### TRY IT
Reproduce the records that follow exactly as they are written.

(Stored data entries)
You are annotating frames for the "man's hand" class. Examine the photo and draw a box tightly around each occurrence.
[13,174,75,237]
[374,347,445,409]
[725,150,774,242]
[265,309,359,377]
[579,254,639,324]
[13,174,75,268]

### EXPECTED ANSWER
You are annotating frames for the "man's hand" class. Examine the photo and draw a box tightly around each occurrence.
[13,174,75,237]
[374,347,445,409]
[725,150,774,242]
[265,309,359,377]
[579,254,639,324]
[13,174,75,268]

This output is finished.